» **Task description**
According to the issue thread on dataflow application crashes with multiple data writers, why might the current hdf5 build be a problem? Answer in one to three sentences.

» **Quoted passage**
▬▬▬▬▬▬

DUNE-DAQ / dfmodules

Dataflow applications
3 stars 1 forks source link

Dataflow application crashes when configured with multiple data writers #246

Closed glehmannmiotto closed 1 year ago

glehmannmiotto commented 1 year ago

The dataflow app is often crashing during running if configured to run with multiple data writers and when the performance is being pushed. Most probably this is caused by a race condition in one of the libraries used by the data writer module (non thread safe?).

jcfreeman2 commented 1 year ago

Sounds like https://github.com/DUNE-DAQ/hdf5libs/issues/45. Haven't been able to recreate the crash (successfully writing to two disks on np04-srv-001 like when Eric ran into the problem) but I haven't yet pushed performance.

jcfreeman2 commented 1 year ago

One thing that may be an issue: even if having a single dataflow process writing data to multiple distinct files should logically be something which is thread safe, this may not be something which can be done safely in hdf5 (see https://www.youtube.com/watch?v=ydQNFt-NSvg, starting at 20:03). The good news is there's an option to build hdf5 in a thread safe manner, the bad news is we're not currently using it:

hdf5@1.12.0%gcc@12.1.0~cxx~fortran~hl~ipo~java~mpi+shared~szip~threadsafe+tools api=default build_type=RelWithDebInfo arch=linux-scientific7-broadwell

is the Spack spec of hdf5 if I set up our environment.

glehmannmiotto commented 1 year ago

I'm going to re-test it now that @dingp built the highfive library in thread safe mode.

▬▬▬▬▬▬

» **Records from a data collection**
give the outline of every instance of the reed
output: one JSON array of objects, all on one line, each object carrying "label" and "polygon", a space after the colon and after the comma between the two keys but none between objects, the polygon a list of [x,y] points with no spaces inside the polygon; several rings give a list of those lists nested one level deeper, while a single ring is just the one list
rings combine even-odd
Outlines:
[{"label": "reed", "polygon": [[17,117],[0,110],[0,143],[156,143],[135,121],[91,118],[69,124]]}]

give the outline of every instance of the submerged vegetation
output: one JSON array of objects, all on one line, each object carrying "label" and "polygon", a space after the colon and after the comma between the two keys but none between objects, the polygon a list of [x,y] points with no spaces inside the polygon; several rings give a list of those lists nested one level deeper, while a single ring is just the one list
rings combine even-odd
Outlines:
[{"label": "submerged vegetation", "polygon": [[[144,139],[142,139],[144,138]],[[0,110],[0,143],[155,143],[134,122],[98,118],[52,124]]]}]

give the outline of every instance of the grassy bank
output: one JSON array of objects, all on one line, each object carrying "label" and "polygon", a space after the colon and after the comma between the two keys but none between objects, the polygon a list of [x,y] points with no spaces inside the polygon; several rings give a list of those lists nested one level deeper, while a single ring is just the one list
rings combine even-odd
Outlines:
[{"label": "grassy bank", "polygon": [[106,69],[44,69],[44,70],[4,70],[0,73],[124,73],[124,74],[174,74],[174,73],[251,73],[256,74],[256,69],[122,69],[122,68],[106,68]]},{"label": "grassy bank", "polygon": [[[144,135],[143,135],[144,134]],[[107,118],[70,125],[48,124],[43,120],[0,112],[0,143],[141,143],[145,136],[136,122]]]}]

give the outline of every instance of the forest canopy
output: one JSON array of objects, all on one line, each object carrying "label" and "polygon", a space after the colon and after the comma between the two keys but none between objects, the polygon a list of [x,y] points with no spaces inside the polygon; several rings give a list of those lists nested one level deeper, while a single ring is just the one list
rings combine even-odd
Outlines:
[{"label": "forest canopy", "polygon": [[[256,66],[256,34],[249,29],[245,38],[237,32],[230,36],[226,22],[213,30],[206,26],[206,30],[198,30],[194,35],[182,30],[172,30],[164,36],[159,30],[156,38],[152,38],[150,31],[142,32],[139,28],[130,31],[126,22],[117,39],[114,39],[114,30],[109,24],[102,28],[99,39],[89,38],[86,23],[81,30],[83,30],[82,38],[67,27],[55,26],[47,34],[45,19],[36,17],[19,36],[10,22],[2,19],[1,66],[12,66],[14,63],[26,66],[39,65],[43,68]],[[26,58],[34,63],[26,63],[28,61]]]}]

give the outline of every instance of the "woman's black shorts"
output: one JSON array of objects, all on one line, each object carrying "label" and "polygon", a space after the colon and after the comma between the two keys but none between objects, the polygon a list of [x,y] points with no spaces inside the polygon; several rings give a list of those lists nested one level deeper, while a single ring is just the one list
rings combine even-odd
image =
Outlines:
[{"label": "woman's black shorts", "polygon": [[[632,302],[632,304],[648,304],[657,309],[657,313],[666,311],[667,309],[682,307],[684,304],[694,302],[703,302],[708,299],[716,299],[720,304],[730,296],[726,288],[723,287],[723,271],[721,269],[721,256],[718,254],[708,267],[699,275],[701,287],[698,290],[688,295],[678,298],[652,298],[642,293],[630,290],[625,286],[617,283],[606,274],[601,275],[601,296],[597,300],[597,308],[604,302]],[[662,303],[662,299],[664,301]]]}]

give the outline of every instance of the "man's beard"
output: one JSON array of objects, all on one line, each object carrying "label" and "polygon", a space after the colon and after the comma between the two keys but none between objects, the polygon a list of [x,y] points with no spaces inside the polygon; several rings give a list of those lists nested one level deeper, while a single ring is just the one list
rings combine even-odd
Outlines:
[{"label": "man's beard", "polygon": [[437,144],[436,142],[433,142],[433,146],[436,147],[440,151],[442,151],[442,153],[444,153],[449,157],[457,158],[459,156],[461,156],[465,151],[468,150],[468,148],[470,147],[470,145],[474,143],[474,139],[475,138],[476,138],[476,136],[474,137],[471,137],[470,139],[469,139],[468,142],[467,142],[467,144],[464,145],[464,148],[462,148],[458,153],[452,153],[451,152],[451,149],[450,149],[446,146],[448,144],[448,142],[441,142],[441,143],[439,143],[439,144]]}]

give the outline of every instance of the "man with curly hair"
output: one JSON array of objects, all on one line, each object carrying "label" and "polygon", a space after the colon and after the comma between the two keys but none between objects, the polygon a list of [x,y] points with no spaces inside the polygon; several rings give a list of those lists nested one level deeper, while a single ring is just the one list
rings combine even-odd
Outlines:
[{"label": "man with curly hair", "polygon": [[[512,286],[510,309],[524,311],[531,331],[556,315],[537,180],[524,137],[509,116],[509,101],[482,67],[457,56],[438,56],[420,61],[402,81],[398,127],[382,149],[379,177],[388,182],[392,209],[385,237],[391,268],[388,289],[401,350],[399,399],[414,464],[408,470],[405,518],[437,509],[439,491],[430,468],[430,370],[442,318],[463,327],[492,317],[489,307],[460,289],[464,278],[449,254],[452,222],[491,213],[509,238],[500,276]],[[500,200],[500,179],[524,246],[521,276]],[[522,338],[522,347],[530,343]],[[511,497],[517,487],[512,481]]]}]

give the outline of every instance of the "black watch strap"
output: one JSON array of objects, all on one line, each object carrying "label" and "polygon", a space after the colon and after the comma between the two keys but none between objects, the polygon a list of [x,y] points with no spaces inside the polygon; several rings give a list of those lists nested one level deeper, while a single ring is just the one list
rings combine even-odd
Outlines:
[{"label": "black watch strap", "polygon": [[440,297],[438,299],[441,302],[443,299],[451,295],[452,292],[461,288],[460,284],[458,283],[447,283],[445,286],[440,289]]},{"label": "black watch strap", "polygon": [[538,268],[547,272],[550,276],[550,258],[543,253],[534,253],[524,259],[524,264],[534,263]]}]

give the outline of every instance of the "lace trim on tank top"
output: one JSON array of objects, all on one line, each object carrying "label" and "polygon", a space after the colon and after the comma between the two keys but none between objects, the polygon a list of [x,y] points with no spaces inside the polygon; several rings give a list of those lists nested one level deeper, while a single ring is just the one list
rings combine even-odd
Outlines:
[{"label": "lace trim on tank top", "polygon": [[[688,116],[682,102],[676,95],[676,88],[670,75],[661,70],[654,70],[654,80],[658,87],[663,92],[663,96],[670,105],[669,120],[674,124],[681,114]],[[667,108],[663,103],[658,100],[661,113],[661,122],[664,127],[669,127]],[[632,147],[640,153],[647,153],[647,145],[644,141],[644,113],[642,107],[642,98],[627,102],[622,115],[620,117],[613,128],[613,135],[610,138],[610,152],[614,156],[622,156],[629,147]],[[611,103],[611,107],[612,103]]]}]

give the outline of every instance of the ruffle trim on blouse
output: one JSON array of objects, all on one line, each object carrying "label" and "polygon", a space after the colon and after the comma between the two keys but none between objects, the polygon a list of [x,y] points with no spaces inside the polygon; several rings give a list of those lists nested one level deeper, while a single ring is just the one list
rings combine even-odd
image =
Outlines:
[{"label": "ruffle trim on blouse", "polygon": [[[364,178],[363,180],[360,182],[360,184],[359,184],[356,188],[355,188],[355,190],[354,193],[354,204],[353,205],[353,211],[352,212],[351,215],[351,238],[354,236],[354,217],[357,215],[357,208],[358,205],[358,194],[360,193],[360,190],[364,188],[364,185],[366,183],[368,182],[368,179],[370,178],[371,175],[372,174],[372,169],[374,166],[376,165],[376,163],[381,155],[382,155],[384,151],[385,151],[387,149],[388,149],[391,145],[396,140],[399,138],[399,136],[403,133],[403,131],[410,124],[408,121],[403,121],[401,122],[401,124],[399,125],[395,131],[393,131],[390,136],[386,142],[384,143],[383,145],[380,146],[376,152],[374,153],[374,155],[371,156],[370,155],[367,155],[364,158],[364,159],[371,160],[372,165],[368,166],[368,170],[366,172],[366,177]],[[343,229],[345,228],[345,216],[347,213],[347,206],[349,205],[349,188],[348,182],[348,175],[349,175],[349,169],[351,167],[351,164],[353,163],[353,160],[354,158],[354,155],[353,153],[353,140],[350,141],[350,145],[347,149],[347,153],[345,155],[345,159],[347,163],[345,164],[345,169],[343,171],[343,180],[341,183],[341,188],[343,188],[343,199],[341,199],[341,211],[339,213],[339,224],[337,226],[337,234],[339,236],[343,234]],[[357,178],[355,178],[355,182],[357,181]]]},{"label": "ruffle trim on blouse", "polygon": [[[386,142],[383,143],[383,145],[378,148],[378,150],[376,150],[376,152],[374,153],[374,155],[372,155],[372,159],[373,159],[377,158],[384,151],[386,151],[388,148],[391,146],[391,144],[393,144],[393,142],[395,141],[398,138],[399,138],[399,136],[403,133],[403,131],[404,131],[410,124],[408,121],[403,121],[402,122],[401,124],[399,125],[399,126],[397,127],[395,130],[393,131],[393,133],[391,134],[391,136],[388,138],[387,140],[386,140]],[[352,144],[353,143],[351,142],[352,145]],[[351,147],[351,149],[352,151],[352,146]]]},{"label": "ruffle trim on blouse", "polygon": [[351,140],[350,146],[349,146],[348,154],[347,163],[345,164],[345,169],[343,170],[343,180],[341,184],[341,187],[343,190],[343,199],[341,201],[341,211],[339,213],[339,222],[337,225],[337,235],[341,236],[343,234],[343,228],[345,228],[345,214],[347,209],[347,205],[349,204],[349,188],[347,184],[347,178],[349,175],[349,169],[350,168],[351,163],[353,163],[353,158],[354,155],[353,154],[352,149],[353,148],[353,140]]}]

▬▬▬▬▬▬

» **Result below**
A single dataflow process writing data to multiple distinct files should logically be thread safe, but this may not be something hdf5 can do safely. hdf5 can be built in a thread-safe manner, but the Spack spec of hdf5 in the environment shows it is not currently built that way ("~threadsafe").